• Source information

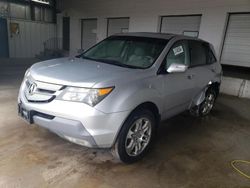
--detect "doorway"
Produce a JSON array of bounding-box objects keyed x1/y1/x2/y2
[
  {"x1": 62, "y1": 17, "x2": 70, "y2": 51},
  {"x1": 0, "y1": 18, "x2": 9, "y2": 57}
]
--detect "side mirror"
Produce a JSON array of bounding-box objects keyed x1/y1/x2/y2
[{"x1": 167, "y1": 63, "x2": 188, "y2": 73}]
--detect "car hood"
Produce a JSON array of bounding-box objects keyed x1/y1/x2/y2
[{"x1": 30, "y1": 57, "x2": 139, "y2": 88}]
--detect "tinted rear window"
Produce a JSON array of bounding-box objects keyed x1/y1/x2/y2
[{"x1": 204, "y1": 43, "x2": 217, "y2": 64}]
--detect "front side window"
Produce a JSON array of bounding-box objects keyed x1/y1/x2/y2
[
  {"x1": 189, "y1": 40, "x2": 207, "y2": 67},
  {"x1": 165, "y1": 40, "x2": 189, "y2": 70},
  {"x1": 82, "y1": 36, "x2": 168, "y2": 69}
]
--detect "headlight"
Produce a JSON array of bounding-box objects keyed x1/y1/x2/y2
[{"x1": 57, "y1": 87, "x2": 114, "y2": 106}]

• Required work
Every word of the material, and none of its pictures, should be set down again.

• Solution to the problem
--detect "doorway"
Produce a JSON array of bounding-box objects keyed x1/y1/x2/y2
[
  {"x1": 62, "y1": 17, "x2": 70, "y2": 51},
  {"x1": 0, "y1": 18, "x2": 9, "y2": 57}
]
--detect "side mirror"
Produce a JSON array of bounding-box objects keyed x1/y1/x2/y2
[{"x1": 167, "y1": 63, "x2": 188, "y2": 73}]
--detect "car hood"
Produce a JSON array of bounding-box objects keyed x1/y1/x2/y2
[{"x1": 30, "y1": 57, "x2": 139, "y2": 88}]
--detect "tinted rear window"
Produce a JSON array of bounding-box objects keyed x1/y1/x2/y2
[{"x1": 204, "y1": 43, "x2": 217, "y2": 64}]
--detect "front side window"
Produce a JSON array of bounding-box objects keyed x1/y1/x2/y2
[
  {"x1": 189, "y1": 40, "x2": 207, "y2": 67},
  {"x1": 165, "y1": 40, "x2": 189, "y2": 70},
  {"x1": 82, "y1": 36, "x2": 168, "y2": 69}
]
--detect "headlight"
Produce a JSON array of bounding-box objects keyed x1/y1/x2/y2
[{"x1": 57, "y1": 87, "x2": 114, "y2": 106}]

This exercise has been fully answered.